* DOCUMENT PASSAGE:
+--
Fig. 1 shows a cross-sectional view of a textile 100 illustrating the weaving of an electrically conductive weft yarn 140 in a multilayer warp 105. The multilayer warp 105 of the textile (or fabric) 100 comprises a first layer 110, a second layer 120 and a third layer 130 arranged between the first layer 110 and the second layer 120. The yarns 111 and 112 of the first, second and third layers 110, 120 and 130 are arranged along a so-called warp direction, thereby defining the multilayer warp 105. The first layer 110 comprises electrically conductive yarns 111 electrically isolated from each other by at least one electrically insulating yarn 112. In the present embodiment, two adjacent electrically conductive warp yarns 111 of the first layer 110 are electrically separated by three electrically insulating warp yarns 112. The second and third layers 120 and 130 comprise electrically insulating yarns 122 and 132, respectively. The first layer 110 and the second layer 120 define a first face 101 and a second face 102, respectively, of the multilayer warp 105.

The textile 100 also comprises a weft comprising electrically conductive yarns 140 electrically separated from each other by at least one insulating weft yarn 141 (also shown in Fig. 2). The weft yarns are arranged along a so-called weft direction which is different from the warp direction. As an example, the weft and warp directions may be orthogonal to each other. However, any angle may be formed between these two directions. The electrically conductive weft yarn 140 is interwoven within the yarns of the multilayer warp 105, between the first face 101 and the second face 102, and crosses the first face 101 by means of a loop 145 arranged around a selected warp yarn X of the first layer 110.

Fig. 2 shows a cross-sectional view of the textile 100 illustrating the weaving of the insulating weft yarns 141 in the multilayer warp 105 according to an embodiment of the present invention, which embodiment may be used in combination with the embodiment described with reference to Fig. 1. However, it is to be noted that the insulating weft yarns of the embodiment described with reference to Fig. 1 may be interwoven in a different manner than that shown in Fig. 2. At least some of the electrically insulating weft yarns 141 cross the first face 101 of the multilayer warp 105 and cover the electrically conductive warp yarns 111 of the first layer 110 in order to prevent short-circuiting between the electrically

conductive warp yarns 111 of the first layer 110 mutually, and between the electrically conductive warp yarns 111 and the zones of the electrically conductive weft yarn 140 located at the second face 102 of the multilayer warp 105, e.g. when wrinkling the textile. However, components will normally be attached to the zones of the electrically conductive weft yarn 140 located at the second face 102, thereby avoiding short-circuiting at these positions. In the example shown in Figs 1 and 2, all of the electrically insulating weft yarns cover the electrically conductive warp yarns.
+--
* EXCERPTED RECORDS:
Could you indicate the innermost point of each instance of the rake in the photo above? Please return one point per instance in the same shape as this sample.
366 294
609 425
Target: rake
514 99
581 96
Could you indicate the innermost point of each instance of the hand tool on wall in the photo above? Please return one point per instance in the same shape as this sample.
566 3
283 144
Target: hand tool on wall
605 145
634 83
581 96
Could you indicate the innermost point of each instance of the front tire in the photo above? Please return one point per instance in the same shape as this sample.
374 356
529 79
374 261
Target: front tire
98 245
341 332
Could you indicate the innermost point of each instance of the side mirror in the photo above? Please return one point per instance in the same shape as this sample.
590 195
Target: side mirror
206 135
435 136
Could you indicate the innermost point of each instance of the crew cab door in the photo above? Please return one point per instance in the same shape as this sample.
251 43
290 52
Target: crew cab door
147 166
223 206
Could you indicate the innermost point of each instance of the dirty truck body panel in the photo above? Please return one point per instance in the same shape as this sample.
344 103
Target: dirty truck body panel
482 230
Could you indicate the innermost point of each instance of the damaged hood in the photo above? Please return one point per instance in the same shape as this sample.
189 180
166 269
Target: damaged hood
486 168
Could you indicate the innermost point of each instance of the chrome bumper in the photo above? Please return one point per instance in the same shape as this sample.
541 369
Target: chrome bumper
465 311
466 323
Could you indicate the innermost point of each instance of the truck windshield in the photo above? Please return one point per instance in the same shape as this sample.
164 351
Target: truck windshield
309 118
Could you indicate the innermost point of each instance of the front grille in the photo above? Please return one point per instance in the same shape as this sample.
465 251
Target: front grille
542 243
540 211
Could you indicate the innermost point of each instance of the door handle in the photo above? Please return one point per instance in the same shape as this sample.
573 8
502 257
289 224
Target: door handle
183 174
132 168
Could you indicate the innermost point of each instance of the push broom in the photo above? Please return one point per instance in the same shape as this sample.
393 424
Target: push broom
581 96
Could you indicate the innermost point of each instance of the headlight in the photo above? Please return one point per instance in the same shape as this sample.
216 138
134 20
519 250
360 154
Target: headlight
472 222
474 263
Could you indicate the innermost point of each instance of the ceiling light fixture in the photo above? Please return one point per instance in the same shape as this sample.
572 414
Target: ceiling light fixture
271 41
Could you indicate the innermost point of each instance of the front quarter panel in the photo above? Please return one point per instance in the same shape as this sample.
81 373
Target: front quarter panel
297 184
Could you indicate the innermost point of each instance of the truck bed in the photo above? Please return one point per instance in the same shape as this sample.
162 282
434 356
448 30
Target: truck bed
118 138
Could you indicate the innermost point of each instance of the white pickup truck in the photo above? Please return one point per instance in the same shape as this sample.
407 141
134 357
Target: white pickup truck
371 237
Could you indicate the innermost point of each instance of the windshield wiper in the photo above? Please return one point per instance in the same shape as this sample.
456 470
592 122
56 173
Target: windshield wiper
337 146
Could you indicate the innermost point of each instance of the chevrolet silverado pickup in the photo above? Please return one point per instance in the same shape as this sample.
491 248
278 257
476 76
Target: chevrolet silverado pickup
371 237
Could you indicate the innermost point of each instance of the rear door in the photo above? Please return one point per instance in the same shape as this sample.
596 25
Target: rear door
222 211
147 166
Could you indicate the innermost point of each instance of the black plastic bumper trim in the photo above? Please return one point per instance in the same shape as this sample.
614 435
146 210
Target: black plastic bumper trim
+--
According to the textile passage, how many electrically insulating warp yarns separate two adjacent electrically conductive warp yarns of the first layer in the present embodiment?

* WRITTEN ANSWER: Three